*** Excerpt to read

Moving sculpture at Singapore Changi Airport

Kinetic Rain is a moving sculpture at Singapore Changi Airport. It was installed in early July 2012 in the departure check-in hall of Terminal 1 as part of the terminal's refurbishment. Spanning an area of 75 sqm and a height of 7.3 m, it has been billed as the world's largest kinetic sculpture.

The installation consists of two separate segments, installed several meters apart. Each segment consists of 608 copper-plated aluminum raindrops, each weighing 180 g and is suspended by a thin wire. Computer-controlled motors attached to the wires can move each raindrop up and down independently, thereby allowing the raindrops to form elaborate moving shapes. The installation is programmed to arrange the raindrops such that they create the contour of flight-related objects such as an airplane, kite or hot air balloon during a 15-minute loop.

******
*** Exercise data

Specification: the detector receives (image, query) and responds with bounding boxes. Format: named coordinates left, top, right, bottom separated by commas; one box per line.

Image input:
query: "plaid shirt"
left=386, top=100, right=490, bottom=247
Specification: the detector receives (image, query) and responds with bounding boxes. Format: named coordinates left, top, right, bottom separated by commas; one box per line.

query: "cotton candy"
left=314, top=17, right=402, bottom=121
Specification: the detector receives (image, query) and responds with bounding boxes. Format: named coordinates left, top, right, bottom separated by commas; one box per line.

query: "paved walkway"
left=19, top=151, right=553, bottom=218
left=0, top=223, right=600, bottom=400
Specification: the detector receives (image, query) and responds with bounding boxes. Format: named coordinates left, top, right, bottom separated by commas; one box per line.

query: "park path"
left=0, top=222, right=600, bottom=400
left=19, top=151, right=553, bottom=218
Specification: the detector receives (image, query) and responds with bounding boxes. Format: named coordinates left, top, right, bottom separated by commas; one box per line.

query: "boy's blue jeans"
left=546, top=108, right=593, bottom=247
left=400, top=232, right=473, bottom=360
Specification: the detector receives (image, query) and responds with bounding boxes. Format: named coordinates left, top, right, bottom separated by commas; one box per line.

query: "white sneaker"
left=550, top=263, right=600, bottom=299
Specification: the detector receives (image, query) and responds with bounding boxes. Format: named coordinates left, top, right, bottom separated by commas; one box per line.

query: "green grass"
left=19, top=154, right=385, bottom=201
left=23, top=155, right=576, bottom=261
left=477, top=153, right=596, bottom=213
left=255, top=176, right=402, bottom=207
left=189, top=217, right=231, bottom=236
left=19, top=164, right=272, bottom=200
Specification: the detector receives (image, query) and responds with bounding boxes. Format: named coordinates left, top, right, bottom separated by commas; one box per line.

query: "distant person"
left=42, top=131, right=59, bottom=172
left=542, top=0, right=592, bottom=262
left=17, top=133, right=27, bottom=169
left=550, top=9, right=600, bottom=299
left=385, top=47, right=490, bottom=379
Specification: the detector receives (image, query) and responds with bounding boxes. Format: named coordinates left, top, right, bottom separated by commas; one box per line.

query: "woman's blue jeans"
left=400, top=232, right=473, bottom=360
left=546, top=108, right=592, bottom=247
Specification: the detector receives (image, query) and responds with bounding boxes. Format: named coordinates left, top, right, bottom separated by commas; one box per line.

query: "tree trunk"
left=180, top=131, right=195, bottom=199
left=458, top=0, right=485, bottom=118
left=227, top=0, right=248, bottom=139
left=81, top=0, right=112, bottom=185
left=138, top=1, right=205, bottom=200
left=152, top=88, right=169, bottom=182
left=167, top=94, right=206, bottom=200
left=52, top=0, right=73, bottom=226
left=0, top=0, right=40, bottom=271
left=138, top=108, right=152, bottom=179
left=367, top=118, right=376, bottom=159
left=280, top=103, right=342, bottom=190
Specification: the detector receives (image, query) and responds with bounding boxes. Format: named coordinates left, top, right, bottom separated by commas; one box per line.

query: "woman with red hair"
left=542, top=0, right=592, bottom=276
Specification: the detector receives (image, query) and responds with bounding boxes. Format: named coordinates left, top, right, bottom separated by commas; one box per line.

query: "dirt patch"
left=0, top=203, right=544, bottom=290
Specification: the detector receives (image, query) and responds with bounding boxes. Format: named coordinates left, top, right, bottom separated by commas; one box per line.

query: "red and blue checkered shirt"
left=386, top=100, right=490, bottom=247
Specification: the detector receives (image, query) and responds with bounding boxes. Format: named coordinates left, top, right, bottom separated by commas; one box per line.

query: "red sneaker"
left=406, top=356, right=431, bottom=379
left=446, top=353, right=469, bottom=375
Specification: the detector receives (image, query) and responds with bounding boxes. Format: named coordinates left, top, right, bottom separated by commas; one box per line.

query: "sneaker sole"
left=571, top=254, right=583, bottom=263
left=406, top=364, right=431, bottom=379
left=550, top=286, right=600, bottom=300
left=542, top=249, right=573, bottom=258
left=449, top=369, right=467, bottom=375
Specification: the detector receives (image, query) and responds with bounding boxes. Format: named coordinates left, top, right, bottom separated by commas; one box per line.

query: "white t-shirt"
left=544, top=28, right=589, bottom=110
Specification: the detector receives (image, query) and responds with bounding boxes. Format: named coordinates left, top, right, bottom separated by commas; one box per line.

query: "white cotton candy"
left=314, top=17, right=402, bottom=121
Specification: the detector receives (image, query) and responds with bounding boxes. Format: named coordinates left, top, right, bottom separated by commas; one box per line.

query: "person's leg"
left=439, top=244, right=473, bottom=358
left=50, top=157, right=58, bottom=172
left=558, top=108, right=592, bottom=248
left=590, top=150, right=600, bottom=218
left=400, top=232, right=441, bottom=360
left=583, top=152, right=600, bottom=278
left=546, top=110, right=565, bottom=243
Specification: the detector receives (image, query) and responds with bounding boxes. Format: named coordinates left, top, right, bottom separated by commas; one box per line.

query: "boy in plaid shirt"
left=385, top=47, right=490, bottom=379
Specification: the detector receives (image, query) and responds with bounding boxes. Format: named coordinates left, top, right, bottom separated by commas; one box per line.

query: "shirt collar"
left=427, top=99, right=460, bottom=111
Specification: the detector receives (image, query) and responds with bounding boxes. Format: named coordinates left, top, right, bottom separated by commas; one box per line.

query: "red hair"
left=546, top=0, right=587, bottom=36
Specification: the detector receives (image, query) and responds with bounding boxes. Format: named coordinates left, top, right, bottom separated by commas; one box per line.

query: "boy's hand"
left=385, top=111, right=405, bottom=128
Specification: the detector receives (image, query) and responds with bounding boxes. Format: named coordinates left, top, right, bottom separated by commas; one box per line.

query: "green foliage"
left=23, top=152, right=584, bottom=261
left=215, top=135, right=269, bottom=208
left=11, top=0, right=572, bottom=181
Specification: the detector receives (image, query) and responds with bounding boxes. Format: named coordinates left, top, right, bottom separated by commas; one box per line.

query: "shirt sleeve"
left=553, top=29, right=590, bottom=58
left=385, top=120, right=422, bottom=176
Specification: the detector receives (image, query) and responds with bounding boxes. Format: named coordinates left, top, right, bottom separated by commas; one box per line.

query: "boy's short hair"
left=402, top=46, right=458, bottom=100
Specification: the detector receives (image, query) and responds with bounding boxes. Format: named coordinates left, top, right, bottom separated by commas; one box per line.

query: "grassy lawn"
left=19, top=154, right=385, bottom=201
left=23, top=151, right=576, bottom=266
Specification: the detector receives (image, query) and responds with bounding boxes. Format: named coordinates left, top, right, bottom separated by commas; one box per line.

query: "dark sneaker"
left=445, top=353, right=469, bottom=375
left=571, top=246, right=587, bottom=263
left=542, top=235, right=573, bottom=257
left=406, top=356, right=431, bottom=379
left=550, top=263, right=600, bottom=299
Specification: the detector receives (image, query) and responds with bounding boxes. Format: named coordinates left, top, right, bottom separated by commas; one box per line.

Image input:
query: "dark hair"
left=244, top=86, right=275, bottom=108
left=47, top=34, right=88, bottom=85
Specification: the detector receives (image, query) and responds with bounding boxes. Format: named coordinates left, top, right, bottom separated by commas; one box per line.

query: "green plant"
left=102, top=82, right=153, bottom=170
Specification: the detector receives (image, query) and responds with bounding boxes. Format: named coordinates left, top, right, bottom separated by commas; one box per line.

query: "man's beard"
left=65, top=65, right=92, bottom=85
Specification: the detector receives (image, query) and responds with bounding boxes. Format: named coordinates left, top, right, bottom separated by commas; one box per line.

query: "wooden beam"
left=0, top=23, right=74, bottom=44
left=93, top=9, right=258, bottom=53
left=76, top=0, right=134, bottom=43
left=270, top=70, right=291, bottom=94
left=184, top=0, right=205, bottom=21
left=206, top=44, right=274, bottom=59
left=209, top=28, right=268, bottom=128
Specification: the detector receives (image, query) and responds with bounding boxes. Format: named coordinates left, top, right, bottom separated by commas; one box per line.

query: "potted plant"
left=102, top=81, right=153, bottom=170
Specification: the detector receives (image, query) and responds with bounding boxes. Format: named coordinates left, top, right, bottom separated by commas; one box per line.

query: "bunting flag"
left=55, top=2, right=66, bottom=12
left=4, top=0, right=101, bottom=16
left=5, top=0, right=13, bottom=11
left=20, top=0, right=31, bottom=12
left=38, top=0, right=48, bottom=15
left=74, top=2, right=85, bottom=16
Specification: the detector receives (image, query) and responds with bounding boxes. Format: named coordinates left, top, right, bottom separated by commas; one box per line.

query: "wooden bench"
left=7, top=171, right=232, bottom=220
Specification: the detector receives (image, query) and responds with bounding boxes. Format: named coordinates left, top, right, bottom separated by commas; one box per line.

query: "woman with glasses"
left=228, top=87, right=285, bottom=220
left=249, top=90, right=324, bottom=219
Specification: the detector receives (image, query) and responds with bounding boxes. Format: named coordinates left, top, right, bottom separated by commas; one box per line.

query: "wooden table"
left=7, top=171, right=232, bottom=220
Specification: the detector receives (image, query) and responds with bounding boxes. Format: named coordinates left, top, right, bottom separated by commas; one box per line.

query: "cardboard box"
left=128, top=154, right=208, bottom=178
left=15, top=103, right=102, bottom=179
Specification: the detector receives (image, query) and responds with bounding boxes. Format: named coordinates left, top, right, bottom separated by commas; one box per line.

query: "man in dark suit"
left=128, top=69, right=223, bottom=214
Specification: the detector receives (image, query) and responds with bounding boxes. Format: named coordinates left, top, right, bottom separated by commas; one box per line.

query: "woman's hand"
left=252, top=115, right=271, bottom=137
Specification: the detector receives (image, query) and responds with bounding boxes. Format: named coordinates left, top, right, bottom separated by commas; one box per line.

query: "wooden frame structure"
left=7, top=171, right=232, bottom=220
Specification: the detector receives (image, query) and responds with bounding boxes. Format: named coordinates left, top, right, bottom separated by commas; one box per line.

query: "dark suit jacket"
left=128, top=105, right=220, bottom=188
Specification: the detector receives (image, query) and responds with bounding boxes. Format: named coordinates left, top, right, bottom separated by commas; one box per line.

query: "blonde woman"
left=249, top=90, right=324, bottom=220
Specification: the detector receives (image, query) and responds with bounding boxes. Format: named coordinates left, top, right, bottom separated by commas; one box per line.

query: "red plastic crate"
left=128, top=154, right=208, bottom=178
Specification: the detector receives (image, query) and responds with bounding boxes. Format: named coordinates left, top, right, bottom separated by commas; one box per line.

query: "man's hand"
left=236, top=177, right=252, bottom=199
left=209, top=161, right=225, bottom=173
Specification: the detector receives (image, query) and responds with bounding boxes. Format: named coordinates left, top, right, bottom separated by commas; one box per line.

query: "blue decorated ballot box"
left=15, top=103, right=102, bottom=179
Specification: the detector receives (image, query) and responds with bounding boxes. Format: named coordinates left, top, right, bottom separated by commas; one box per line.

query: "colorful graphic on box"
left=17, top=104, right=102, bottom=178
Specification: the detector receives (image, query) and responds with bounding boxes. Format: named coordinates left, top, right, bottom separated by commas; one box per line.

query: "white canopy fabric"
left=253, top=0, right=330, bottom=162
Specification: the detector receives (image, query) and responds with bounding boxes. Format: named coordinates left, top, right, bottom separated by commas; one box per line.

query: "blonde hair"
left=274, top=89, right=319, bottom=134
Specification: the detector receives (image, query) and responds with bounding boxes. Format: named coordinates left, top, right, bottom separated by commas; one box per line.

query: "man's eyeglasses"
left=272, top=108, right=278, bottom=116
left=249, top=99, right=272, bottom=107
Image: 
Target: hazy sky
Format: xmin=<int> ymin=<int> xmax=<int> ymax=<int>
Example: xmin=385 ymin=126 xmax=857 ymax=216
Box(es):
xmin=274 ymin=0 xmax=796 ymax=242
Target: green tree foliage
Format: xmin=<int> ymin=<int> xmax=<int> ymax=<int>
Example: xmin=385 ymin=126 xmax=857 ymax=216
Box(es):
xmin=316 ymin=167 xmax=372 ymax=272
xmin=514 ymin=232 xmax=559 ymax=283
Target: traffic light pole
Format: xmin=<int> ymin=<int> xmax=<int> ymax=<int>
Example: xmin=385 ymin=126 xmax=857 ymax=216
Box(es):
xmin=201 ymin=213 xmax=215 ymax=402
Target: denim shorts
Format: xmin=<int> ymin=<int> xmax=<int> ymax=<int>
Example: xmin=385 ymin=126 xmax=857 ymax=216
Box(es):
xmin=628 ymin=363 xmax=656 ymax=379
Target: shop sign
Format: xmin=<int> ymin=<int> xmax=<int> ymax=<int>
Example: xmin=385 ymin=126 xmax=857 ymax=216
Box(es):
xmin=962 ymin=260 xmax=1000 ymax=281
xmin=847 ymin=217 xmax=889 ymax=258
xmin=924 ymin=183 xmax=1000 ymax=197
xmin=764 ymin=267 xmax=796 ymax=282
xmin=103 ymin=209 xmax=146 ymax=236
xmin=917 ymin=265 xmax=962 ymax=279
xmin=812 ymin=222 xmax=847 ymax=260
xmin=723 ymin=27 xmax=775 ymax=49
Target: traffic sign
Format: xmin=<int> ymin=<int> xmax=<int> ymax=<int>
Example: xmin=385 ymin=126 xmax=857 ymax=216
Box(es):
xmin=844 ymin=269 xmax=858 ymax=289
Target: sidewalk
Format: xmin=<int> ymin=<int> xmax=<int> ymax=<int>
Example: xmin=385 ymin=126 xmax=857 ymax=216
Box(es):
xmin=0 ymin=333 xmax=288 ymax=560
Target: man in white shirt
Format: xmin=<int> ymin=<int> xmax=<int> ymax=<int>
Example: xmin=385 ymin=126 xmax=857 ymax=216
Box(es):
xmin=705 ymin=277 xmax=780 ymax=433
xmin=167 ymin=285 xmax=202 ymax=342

******

:: Explore the material ::
(A) Rewrite the Changi Airport sculpture text, everything from "Kinetic Rain is" down to "largest kinetic sculpture.", putting "Terminal 2" in place of "Terminal 1".
(B) Extend the Changi Airport sculpture text, picking up after its final sentence.
The entries come from a different source than the Changi Airport sculpture text.

:: Outputs by task ::
(A)
Kinetic Rain is a moving sculpture at Singapore Changi Airport. It was installed in early July 2012 in the departure check-in hall of Terminal 2 as part of the terminal's refurbishment. Spanning an area of 75 sqm and a height of 7.3 m, it has been billed as the world's largest kinetic sculpture.

(B)
Kinetic Rain was created over a period of two years by artists, animators and programmers from the German design firm Art+Com. Its cost has not been made public. According to Art+Com, the sculpture "aims to be a source of identity for its location, and provides a moment for passengers to contemplate and reflect".

==Intrusion and damage==
On 2 November 2013, a woman climbed over a railing and perched on the netting below the sculpture, damaging the sculpture in the process. She was later arrested under the Mental Health Act.